[Data records]

— start —

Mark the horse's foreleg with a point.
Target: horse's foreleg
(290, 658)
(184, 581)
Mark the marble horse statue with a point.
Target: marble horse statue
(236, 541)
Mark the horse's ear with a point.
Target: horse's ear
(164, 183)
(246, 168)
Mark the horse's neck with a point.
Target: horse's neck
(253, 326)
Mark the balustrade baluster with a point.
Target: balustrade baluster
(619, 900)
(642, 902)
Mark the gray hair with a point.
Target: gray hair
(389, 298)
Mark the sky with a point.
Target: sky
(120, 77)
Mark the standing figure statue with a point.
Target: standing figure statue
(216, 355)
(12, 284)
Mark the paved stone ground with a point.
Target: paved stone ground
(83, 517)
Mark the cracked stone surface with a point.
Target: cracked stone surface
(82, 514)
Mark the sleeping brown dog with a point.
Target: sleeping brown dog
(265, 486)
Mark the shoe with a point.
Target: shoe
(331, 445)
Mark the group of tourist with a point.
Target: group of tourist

— end —

> **What the task requires**:
Render every line of the rows above as a numbered list, leaving out any blank lines.

> **Problem solution**:
1. Mark the horse's foreleg with a point.
2. Target: horse's foreleg
3. (290, 658)
4. (184, 581)
5. Mark the marble horse statue with a point.
6. Target: marble horse statue
7. (236, 541)
8. Mark the horse's ear with a point.
9. Target: horse's ear
10. (164, 183)
11. (246, 168)
12. Mark the horse's neck with a point.
13. Target: horse's neck
14. (253, 326)
15. Mark the balustrade baluster with a point.
16. Target: balustrade baluster
17. (619, 900)
18. (642, 902)
19. Mark the gray hair with a point.
20. Target: gray hair
21. (389, 298)
22. Mark the sky with a point.
23. Target: sky
24. (120, 77)
25. Mark the standing figure statue with a point.
26. Target: standing figure statue
27. (216, 355)
28. (12, 284)
29. Mark the paved stone ground with a point.
30. Target: paved stone ground
31. (83, 517)
32. Mark the cracked stone surface with a point.
33. Target: cracked stone surface
34. (82, 514)
35. Mark the sleeping brown dog with a point.
36. Target: sleeping brown dog
37. (265, 486)
38. Mark the shoe with a point.
39. Target: shoe
40. (331, 445)
41. Mark the group of tourist with a point.
42. Target: group of tourist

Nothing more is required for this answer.